**** SUPPLIED INFORMATION

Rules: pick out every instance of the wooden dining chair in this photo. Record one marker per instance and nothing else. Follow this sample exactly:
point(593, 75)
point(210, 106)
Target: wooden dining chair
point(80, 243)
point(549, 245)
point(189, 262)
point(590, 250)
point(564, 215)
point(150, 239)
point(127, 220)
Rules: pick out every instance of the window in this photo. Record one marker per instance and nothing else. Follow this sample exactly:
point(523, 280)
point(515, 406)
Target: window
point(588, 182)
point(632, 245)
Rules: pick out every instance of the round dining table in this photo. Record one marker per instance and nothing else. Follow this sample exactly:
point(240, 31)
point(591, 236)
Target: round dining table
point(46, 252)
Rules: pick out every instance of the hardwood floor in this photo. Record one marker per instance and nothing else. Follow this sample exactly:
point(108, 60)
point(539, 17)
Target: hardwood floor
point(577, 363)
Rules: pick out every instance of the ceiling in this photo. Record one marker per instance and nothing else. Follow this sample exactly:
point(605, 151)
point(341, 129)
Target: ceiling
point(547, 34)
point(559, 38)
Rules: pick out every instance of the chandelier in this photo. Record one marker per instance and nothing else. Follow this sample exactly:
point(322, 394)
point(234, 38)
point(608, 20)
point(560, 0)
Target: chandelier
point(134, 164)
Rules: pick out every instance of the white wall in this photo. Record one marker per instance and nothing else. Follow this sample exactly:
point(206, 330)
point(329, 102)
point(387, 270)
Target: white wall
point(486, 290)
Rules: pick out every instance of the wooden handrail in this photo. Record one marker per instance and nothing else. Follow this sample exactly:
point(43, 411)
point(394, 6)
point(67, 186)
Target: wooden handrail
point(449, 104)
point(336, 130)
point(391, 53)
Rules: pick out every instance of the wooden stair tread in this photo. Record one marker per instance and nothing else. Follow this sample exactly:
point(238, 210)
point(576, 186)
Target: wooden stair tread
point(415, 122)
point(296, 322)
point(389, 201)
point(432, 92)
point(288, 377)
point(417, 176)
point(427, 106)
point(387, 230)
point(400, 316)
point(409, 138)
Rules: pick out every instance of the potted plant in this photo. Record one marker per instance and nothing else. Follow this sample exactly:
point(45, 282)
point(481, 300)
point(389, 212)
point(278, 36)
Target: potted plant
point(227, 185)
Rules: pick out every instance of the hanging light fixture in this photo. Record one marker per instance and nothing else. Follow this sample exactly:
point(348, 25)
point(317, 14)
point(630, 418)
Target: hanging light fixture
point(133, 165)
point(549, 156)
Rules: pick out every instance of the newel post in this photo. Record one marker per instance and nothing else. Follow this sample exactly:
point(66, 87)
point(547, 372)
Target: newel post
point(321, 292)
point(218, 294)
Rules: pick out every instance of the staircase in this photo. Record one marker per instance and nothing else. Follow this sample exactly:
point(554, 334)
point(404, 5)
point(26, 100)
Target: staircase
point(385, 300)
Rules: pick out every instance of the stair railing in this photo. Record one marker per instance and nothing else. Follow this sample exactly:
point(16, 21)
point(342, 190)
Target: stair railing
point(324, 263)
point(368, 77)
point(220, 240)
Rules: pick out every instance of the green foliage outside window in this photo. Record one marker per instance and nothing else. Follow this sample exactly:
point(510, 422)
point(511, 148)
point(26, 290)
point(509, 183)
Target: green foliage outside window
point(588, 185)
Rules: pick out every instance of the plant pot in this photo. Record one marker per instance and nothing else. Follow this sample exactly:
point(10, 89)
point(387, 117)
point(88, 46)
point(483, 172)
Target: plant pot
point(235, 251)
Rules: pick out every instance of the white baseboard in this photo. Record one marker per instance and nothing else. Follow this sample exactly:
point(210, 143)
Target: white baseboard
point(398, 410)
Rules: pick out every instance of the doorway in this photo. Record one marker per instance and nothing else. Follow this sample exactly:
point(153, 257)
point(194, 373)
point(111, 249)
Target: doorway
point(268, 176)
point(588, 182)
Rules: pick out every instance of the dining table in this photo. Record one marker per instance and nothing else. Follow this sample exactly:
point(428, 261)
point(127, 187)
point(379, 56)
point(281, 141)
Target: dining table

********

▶ THE EXERCISE:
Repeat the lines from the one with "Rules: pick out every instance of the staircase" up to and including the one with "point(398, 410)", switching "sample" to "example" and leaving everything else unchanged.

▶ CORRECT RESULT:
Rules: pick out every instance of the staircase in this photo. Record one marker per instance and nothing else. Follow this example exactly:
point(554, 334)
point(404, 5)
point(26, 100)
Target: staircase
point(385, 300)
Rules: pick out every instance of the stair railing in this photo. Record one marker per instance and nothing else. Follow this example exactly:
point(16, 21)
point(342, 190)
Target: stair railing
point(324, 263)
point(368, 77)
point(220, 240)
Rules: pick out every instance of the green foliage outside window in this photo. Record one marker per instance and nothing else. Follow this example exactly:
point(510, 422)
point(511, 148)
point(26, 290)
point(509, 183)
Target: green foliage outside window
point(588, 185)
Rules: pick out every instance of the plant pot in this photo. Record one marker per instance and nothing else. Follow this example exactly:
point(10, 89)
point(387, 117)
point(88, 46)
point(483, 172)
Target: plant pot
point(235, 251)
Rules: pick out every instance of the white baseboard in this photo. Record one marker per instance and nothing else. Follow this example exactly:
point(210, 143)
Target: white baseboard
point(398, 410)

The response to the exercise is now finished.